WHAT YOU SHOULD DO: How many lines in the material below contain the word "tree"? Reply with the number alone.

[Position identification records]
[START]

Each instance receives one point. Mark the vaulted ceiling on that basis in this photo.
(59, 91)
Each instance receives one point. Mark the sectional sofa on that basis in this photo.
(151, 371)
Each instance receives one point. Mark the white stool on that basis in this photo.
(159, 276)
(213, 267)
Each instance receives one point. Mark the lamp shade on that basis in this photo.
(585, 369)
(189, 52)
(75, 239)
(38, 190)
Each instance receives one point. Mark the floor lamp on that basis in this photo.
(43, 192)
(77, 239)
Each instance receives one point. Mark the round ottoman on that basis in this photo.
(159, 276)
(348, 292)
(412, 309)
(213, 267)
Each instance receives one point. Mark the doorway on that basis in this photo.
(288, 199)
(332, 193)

[END]
[START]

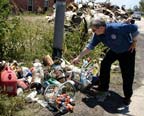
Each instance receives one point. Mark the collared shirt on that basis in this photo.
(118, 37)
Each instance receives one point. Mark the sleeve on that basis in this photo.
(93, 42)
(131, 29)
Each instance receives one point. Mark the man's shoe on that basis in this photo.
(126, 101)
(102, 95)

[END]
[START]

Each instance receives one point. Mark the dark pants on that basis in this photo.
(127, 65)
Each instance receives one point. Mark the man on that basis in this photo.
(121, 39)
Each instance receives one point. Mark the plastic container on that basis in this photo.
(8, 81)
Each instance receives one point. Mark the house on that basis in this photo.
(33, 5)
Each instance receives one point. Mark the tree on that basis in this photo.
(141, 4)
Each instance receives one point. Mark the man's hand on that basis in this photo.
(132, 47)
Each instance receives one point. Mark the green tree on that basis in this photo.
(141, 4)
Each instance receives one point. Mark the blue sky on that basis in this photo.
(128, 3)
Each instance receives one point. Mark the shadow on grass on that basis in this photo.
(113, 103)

[END]

WRITTEN RESPONSE: 2